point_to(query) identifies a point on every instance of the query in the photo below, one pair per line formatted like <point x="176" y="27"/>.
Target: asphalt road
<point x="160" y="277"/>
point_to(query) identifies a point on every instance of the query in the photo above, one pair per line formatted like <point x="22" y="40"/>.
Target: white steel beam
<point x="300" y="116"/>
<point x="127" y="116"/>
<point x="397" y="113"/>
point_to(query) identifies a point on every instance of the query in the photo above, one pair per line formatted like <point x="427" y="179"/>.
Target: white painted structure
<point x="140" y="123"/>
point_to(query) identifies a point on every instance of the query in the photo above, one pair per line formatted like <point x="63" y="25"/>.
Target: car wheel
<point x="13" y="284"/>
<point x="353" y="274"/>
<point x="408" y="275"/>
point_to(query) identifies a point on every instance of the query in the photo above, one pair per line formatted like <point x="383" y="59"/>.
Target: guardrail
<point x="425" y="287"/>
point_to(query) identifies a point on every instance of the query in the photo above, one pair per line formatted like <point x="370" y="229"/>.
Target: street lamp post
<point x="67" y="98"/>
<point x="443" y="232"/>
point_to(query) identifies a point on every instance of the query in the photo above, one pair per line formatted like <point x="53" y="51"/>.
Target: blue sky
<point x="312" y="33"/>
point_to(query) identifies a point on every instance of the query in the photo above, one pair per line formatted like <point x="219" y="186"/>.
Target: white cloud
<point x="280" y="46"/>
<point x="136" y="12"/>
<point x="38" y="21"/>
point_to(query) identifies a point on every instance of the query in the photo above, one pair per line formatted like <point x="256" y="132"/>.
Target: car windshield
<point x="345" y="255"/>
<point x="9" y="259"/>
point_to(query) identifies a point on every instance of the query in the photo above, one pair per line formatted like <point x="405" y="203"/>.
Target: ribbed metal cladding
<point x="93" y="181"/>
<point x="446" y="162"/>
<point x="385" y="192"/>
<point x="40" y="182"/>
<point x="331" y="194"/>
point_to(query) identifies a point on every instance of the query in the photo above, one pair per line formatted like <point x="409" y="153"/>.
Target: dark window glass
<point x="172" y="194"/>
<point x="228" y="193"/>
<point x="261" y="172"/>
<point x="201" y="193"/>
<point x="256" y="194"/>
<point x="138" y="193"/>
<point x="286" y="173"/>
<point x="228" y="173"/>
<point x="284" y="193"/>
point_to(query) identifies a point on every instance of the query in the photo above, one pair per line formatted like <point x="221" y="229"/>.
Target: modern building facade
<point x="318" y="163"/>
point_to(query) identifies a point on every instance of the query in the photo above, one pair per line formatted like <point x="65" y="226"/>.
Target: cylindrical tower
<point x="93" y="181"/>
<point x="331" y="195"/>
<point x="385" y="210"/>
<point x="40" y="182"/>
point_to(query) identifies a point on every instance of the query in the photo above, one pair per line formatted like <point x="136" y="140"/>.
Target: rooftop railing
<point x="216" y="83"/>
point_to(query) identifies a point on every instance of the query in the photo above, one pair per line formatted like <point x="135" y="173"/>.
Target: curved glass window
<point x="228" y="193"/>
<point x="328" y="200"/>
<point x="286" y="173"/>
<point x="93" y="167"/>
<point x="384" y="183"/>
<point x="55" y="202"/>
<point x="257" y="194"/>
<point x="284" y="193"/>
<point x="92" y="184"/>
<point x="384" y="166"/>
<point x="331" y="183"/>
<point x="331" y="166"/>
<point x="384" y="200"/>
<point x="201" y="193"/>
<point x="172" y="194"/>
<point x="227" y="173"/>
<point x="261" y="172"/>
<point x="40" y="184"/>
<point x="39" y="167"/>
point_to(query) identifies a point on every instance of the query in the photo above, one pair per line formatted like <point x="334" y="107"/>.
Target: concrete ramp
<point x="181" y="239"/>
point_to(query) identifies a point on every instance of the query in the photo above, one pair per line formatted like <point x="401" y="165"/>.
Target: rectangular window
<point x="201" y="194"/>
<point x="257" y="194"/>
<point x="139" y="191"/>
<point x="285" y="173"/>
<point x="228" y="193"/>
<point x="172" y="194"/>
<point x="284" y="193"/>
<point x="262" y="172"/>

+-------+

Task requirements
A word-for-word copy of the data above is the goal, so set it all down again.

Written solution
point_to(query) identifies a point on every instance of the query in the photo below, one pair per line formatted like <point x="176" y="27"/>.
Target: asphalt road
<point x="160" y="277"/>
point_to(query) identifies a point on every instance of the query in the photo above, one pair per line formatted like <point x="22" y="40"/>.
Target: white steel beam
<point x="300" y="116"/>
<point x="127" y="116"/>
<point x="397" y="113"/>
point_to(query) identifies a point on every instance of the query in the photo above, one pair per line formatted like <point x="427" y="179"/>.
Target: white painted structure
<point x="140" y="123"/>
point_to(query) identifies a point on every instance of the query in the photo above, one pair per line formatted like <point x="63" y="25"/>.
Target: car wheel
<point x="13" y="284"/>
<point x="353" y="274"/>
<point x="408" y="275"/>
point_to(query) identifies a point on every instance of the query in the photo above, one pair per line formatted like <point x="383" y="59"/>.
Target: guardrail
<point x="425" y="287"/>
point_to(query) identifies a point on every instance of the query in the photo above, one pair per line formatted like <point x="370" y="229"/>.
Target: street lamp post
<point x="67" y="98"/>
<point x="443" y="232"/>
point_to(query) identifies a point on every instance of the query in the photo above, one pair per line formatted like <point x="53" y="51"/>.
Target: blue sky
<point x="312" y="33"/>
point_to(query) identifies a point on every instance of the query in the photo above, one pair per line formatted like <point x="219" y="186"/>.
Target: white cloud
<point x="280" y="46"/>
<point x="136" y="12"/>
<point x="38" y="21"/>
point_to(query) identifies a point on every instance of the query in the photo above, one pair per line formatted like <point x="256" y="132"/>.
Target: car windshield
<point x="345" y="255"/>
<point x="9" y="259"/>
point_to(query) identifies a point on every instance of the query in the photo above, one pair per line formatted like <point x="405" y="203"/>.
Target: ribbed metal cladding
<point x="93" y="181"/>
<point x="446" y="162"/>
<point x="385" y="192"/>
<point x="40" y="182"/>
<point x="331" y="194"/>
point_to(query) identifies a point on every instance of the query in the photo above, one pair per line formatted like <point x="409" y="153"/>.
Target: dark window glass
<point x="172" y="194"/>
<point x="228" y="193"/>
<point x="261" y="172"/>
<point x="201" y="193"/>
<point x="256" y="194"/>
<point x="138" y="193"/>
<point x="286" y="173"/>
<point x="228" y="173"/>
<point x="284" y="193"/>
point_to(query) identifies a point on every instance of the query in the photo above, one pair per line formatted like <point x="221" y="229"/>.
Target: modern building facade
<point x="318" y="163"/>
point_to(query) identifies a point on every instance of the query in the photo above, one pair per line formatted like <point x="65" y="226"/>.
Target: cylindrical tower
<point x="93" y="181"/>
<point x="331" y="195"/>
<point x="385" y="210"/>
<point x="40" y="182"/>
point_to(query) identifies a point on every instance of the query in the photo above, one pair per line formatted like <point x="136" y="140"/>.
Target: rooftop railing
<point x="216" y="83"/>
point_to(query) identifies a point on every instance of the query in the photo above, one pair per line formatted like <point x="135" y="173"/>.
Target: curved glass window
<point x="228" y="193"/>
<point x="328" y="200"/>
<point x="286" y="173"/>
<point x="93" y="167"/>
<point x="384" y="183"/>
<point x="55" y="202"/>
<point x="257" y="194"/>
<point x="284" y="193"/>
<point x="92" y="184"/>
<point x="384" y="166"/>
<point x="331" y="183"/>
<point x="331" y="166"/>
<point x="384" y="200"/>
<point x="201" y="193"/>
<point x="172" y="194"/>
<point x="227" y="173"/>
<point x="261" y="172"/>
<point x="40" y="184"/>
<point x="39" y="167"/>
point_to(query) identifies a point on every instance of the query in the photo above, one pair per line formatted like <point x="334" y="107"/>.
Target: concrete ramp
<point x="181" y="239"/>
point_to(query) identifies a point on every instance of the query in the photo above, one pair per line formatted like <point x="401" y="165"/>.
Target: rectangular window
<point x="201" y="194"/>
<point x="257" y="194"/>
<point x="139" y="191"/>
<point x="285" y="173"/>
<point x="228" y="193"/>
<point x="172" y="194"/>
<point x="284" y="193"/>
<point x="262" y="172"/>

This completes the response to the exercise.